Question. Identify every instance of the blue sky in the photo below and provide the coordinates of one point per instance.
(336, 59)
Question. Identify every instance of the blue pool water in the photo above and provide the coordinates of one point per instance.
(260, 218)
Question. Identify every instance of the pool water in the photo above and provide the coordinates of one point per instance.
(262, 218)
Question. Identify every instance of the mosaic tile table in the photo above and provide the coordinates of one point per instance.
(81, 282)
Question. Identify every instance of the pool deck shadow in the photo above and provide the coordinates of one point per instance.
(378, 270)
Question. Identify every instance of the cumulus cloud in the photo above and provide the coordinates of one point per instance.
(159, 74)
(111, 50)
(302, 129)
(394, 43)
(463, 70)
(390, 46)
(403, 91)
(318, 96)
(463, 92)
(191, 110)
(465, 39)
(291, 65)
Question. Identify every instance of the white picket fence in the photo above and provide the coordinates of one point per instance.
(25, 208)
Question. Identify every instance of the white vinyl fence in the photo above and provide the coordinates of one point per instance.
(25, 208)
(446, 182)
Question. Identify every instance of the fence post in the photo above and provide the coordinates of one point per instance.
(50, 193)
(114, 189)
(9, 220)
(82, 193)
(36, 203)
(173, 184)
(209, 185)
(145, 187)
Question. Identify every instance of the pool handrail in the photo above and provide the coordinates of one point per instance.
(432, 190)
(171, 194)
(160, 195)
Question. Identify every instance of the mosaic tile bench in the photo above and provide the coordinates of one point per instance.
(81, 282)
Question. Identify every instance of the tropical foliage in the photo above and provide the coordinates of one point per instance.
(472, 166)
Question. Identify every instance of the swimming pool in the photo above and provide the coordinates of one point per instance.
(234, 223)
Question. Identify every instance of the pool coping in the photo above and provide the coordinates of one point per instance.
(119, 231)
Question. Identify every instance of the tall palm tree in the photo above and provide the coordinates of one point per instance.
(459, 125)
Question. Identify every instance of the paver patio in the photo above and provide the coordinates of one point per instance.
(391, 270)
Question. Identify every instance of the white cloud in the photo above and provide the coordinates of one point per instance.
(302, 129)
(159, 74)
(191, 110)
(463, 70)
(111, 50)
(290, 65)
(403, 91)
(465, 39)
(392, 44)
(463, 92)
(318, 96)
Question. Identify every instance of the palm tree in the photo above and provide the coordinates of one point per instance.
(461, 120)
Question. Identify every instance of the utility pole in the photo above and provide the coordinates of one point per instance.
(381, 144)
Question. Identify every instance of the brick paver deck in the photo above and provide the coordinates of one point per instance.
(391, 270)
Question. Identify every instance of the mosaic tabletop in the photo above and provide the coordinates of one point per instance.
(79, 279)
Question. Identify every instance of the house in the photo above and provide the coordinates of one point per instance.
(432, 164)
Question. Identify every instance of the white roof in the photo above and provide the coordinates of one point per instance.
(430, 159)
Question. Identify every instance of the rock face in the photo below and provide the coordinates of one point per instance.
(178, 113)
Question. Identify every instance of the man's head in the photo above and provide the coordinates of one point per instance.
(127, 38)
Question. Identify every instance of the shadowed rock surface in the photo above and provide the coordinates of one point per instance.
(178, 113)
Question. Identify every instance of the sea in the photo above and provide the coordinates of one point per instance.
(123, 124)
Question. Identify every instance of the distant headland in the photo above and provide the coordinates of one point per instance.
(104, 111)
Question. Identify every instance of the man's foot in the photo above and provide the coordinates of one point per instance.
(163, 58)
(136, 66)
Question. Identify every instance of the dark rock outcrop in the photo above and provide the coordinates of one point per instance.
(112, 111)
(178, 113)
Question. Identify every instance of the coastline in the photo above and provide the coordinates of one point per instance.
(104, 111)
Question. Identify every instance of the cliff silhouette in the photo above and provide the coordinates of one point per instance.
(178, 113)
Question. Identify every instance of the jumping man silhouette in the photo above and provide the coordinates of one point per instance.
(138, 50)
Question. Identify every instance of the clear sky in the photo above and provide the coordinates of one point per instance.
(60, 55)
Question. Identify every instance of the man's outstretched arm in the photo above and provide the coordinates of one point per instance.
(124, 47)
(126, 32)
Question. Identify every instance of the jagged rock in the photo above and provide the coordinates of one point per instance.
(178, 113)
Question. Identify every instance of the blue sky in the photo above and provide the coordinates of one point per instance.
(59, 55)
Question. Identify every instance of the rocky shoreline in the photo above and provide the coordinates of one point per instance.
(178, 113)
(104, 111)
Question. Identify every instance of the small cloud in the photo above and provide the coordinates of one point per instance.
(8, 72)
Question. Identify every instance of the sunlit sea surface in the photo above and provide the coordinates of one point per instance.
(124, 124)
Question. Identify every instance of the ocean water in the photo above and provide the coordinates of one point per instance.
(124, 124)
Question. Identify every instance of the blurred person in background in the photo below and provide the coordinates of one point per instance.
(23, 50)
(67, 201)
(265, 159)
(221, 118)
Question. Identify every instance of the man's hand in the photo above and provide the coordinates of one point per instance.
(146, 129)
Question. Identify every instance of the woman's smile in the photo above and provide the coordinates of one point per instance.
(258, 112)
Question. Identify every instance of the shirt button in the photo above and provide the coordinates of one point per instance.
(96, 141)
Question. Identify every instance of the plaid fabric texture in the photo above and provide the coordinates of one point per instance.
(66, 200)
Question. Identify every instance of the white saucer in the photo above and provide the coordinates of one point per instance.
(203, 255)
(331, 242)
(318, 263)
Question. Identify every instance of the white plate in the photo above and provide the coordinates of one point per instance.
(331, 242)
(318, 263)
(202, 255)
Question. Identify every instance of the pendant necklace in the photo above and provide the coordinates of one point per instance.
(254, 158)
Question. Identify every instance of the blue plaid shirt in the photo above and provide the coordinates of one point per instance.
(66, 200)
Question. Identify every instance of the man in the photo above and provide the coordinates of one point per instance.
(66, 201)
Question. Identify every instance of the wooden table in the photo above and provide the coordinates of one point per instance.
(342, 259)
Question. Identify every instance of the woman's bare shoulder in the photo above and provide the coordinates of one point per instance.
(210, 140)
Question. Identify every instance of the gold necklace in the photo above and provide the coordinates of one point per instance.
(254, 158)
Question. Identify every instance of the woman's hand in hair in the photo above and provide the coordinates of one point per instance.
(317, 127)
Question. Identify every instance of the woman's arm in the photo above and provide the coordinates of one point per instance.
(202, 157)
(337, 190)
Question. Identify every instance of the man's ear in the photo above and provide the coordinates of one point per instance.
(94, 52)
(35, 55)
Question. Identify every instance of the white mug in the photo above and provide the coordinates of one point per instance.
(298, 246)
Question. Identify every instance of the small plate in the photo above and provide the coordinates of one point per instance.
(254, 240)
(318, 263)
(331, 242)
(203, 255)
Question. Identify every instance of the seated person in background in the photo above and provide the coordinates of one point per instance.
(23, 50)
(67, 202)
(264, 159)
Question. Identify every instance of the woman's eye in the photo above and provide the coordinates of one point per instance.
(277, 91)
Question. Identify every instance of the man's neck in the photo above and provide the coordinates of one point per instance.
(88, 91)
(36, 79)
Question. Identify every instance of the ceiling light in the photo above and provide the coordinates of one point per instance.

-*-

Convert every line above into a JSON list of strings, with one string per line and no entries for blank lines.

[
  "Question. Identify every instance of the blue sky in the photo below and provide the coordinates of one point per instance.",
  "(336, 59)",
  "Question. Identify every instance of the blue pool water in the photo above and provide the coordinates of one point per instance.",
  "(260, 218)",
  "Question. Identify every instance of the pool water in the photo above and provide the coordinates of one point per instance.",
  "(262, 218)",
  "Question. Identify every instance of the mosaic tile table in the photo above and provide the coordinates of one point per instance.",
  "(81, 282)",
  "Question. Identify every instance of the pool deck shadow in the photo above and provide the coordinates of one point per instance.",
  "(378, 270)",
  "Question. Identify every instance of the cumulus cloud in the photo above and provide the coordinates of one point per instance.",
  "(159, 74)",
  "(111, 50)",
  "(302, 129)",
  "(394, 43)",
  "(463, 70)",
  "(390, 46)",
  "(403, 91)",
  "(318, 96)",
  "(463, 92)",
  "(191, 110)",
  "(465, 39)",
  "(291, 65)",
  "Question. Identify every instance of the white picket fence in the photo above and provide the coordinates of one point per instance.",
  "(25, 208)",
  "Question. Identify every instance of the white vinyl fence in the photo above and provide the coordinates of one point per instance.",
  "(25, 208)",
  "(446, 182)",
  "Question. Identify every instance of the fence post in the photo above and provide the coordinates of one point per instance.",
  "(50, 193)",
  "(114, 189)",
  "(9, 220)",
  "(82, 193)",
  "(36, 203)",
  "(173, 184)",
  "(209, 185)",
  "(145, 187)",
  "Question. Identify every instance of the pool handrail in the photo above and provide the coordinates of one point per instance.",
  "(432, 190)",
  "(171, 194)",
  "(160, 195)",
  "Question. Identify every instance of the mosaic tile bench in the photo above and provide the coordinates of one point per instance.",
  "(81, 282)",
  "Question. Identify every instance of the tropical foliage in the photo above and provide the coordinates of one point per instance.",
  "(472, 166)",
  "Question. Identify every instance of the swimming pool in the photo above and provide the coordinates of one point per instance.",
  "(234, 223)",
  "Question. Identify every instance of the pool coping in the photo above and provide the coordinates of one point per instance.",
  "(119, 231)",
  "Question. Identify every instance of the tall palm tree in the photo above and provide the coordinates of one point per instance.",
  "(459, 125)",
  "Question. Identify every instance of the paver patio in the photo above and provide the coordinates of one point per instance.",
  "(391, 270)",
  "Question. Identify every instance of the white cloud in the photo above and provide the coordinates of one point per instance.",
  "(302, 129)",
  "(159, 74)",
  "(191, 110)",
  "(463, 70)",
  "(111, 50)",
  "(290, 65)",
  "(403, 91)",
  "(465, 39)",
  "(392, 44)",
  "(463, 92)",
  "(318, 96)",
  "Question. Identify every instance of the palm tree in the photo above and provide the coordinates of one point per instance.",
  "(461, 120)",
  "Question. Identify every instance of the utility pole in the photo above and provide the coordinates of one point per instance.",
  "(381, 144)",
  "Question. Identify every instance of the brick paver deck in the photo above and provide the coordinates of one point per instance.",
  "(391, 270)",
  "Question. Identify every instance of the mosaic tabletop in the photo above and provide the coordinates of one point per instance.",
  "(79, 279)",
  "Question. Identify every instance of the house in the photo above and provide the coordinates of one point per instance.",
  "(432, 164)",
  "Question. Identify every instance of the white roof in the photo above and provide the coordinates of one point per instance.",
  "(430, 159)",
  "Question. Identify every instance of the rock face in the photo below and provide the coordinates of one point per instance.",
  "(178, 113)",
  "Question. Identify every instance of the man's head in the photo above and provide the coordinates of one point per instance.",
  "(127, 38)",
  "Question. Identify every instance of the shadowed rock surface in the photo above and provide the coordinates of one point per instance.",
  "(178, 113)",
  "Question. Identify every instance of the sea in the photo above and provide the coordinates of one point per instance.",
  "(123, 124)",
  "Question. Identify every instance of the distant headland in the photo above and provide the coordinates of one point per instance.",
  "(104, 111)",
  "Question. Identify every instance of the man's foot in the photo above and provide the coordinates of one point per instance.",
  "(163, 58)",
  "(136, 66)",
  "Question. Identify every instance of the dark rock outcrop in the photo above and provide the coordinates of one point per instance.",
  "(112, 111)",
  "(178, 113)",
  "Question. Identify every instance of the coastline in the photo above and provide the coordinates of one point per instance.",
  "(104, 111)",
  "Question. Identify every instance of the cliff silhouette in the photo above and provide the coordinates of one point per instance.",
  "(178, 113)",
  "Question. Identify every instance of the jumping man silhouette in the photo above and provide the coordinates of one point per instance.",
  "(138, 50)",
  "Question. Identify every instance of the clear sky in the photo above and provide the coordinates of one point per instance.",
  "(60, 55)",
  "Question. Identify every instance of the man's outstretched arm in the photo above and provide the coordinates of one point per instance.",
  "(124, 47)",
  "(126, 32)",
  "Question. Identify every instance of the jagged rock in the photo above and provide the coordinates of one point per instance.",
  "(178, 113)",
  "Question. Identify every instance of the blue sky in the photo above and provide the coordinates of one point per instance.",
  "(59, 55)",
  "Question. Identify every instance of the rocky shoreline in the photo above and provide the coordinates of one point per instance.",
  "(178, 113)",
  "(104, 111)",
  "Question. Identify every instance of the small cloud in the photo above and provide the coordinates of one point per instance.",
  "(8, 72)",
  "Question. Identify every instance of the sunlit sea surface in the photo above and provide the coordinates of one point per instance.",
  "(124, 124)",
  "Question. Identify every instance of the ocean water in the photo above and provide the coordinates of one point per instance.",
  "(124, 124)",
  "Question. Identify every instance of the blurred person in background in the photo below and provide the coordinates of one point per instance.",
  "(23, 50)",
  "(67, 201)",
  "(265, 159)",
  "(221, 118)",
  "Question. Identify every instance of the man's hand in the photo above and provide the coordinates of one point per instance.",
  "(146, 129)",
  "Question. Identify every instance of the woman's smile in the photo above and provide the coordinates of one point per instance.",
  "(258, 112)",
  "Question. Identify every instance of the shirt button in the photo above and provide the coordinates of one point per instance.",
  "(96, 141)",
  "Question. Identify every instance of the plaid fabric texture in the photo above and provide the coordinates of one point per instance.",
  "(66, 200)",
  "Question. Identify every instance of the white saucer in the photo above and provide the coordinates of one point per instance.",
  "(203, 255)",
  "(331, 242)",
  "(318, 263)",
  "Question. Identify every instance of the white plate in the photo above and provide the coordinates of one point per instance.",
  "(331, 242)",
  "(318, 263)",
  "(202, 255)",
  "Question. Identify every instance of the pendant necklace in the photo above and provide the coordinates of one point per instance.",
  "(254, 158)",
  "Question. Identify every instance of the blue plaid shirt in the photo above and provide the coordinates of one point per instance.",
  "(66, 200)",
  "Question. Identify every instance of the man in the photo above and provide the coordinates of one point per instance.",
  "(66, 201)",
  "Question. Identify every instance of the wooden table in the photo above and provide the coordinates of one point per instance.",
  "(342, 259)",
  "Question. Identify every instance of the woman's bare shoulder in the photo above and provide the coordinates of one point per instance.",
  "(210, 140)",
  "Question. Identify every instance of the gold necklace in the photo above and provide the coordinates of one point per instance.",
  "(254, 158)",
  "Question. Identify every instance of the woman's hand in hair in the photo above and provide the coordinates of one point per instance.",
  "(317, 127)",
  "Question. Identify every instance of the woman's arm in the photo above and provide the coordinates of one point per instance.",
  "(202, 157)",
  "(337, 190)",
  "Question. Identify every instance of the man's ear in the photo above and provide the coordinates of one point per instance.",
  "(94, 52)",
  "(35, 55)",
  "Question. Identify every instance of the white mug in the photo above and provide the coordinates of one point per instance.",
  "(298, 246)",
  "Question. Identify every instance of the small plate in the photo above and provide the coordinates of one point per instance.",
  "(254, 240)",
  "(318, 263)",
  "(331, 242)",
  "(203, 255)",
  "Question. Identify every instance of the seated person in background in the photo above and provide the coordinates of one point per instance.",
  "(23, 50)",
  "(67, 202)",
  "(264, 159)",
  "Question. Identify every instance of the woman's eye in the photo above and provide the coordinates of one point per instance.",
  "(277, 91)",
  "Question. Identify every instance of the man's neck in the photo above and provide the coordinates of one point per instance.",
  "(88, 91)",
  "(36, 79)",
  "Question. Identify every instance of the ceiling light in the photo above and provide the coordinates of one point per instance."
]